*STATED PROBLEM*.
Tally the lines in the data below that contain the string "grass", treating case as significant, and give only that number.

*RECORDS PROVIDED*.
__________

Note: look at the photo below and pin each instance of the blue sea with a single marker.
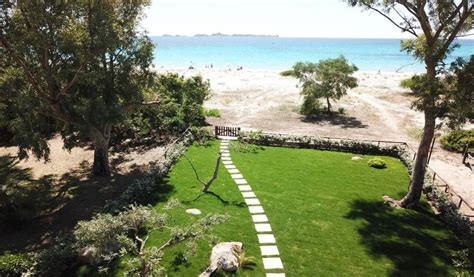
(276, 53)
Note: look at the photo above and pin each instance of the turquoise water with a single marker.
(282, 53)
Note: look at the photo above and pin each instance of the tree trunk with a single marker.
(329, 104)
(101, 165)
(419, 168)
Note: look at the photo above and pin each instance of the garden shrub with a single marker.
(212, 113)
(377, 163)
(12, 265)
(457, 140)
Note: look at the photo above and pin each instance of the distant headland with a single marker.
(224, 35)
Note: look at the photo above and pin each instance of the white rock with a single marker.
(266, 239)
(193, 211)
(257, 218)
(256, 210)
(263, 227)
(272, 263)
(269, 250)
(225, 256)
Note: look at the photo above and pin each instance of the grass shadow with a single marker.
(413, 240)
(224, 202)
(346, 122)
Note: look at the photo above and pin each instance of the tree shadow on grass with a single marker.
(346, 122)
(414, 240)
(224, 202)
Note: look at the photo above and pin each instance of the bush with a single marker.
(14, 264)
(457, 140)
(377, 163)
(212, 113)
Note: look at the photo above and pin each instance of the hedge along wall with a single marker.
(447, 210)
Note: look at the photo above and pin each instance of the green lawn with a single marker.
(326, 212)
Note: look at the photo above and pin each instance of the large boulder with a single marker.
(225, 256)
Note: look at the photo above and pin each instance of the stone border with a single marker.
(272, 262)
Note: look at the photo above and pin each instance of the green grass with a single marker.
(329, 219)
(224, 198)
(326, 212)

__________

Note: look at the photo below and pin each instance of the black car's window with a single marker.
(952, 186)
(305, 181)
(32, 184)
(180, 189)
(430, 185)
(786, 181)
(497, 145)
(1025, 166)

__________

*WRITTEN ANSWER*.
3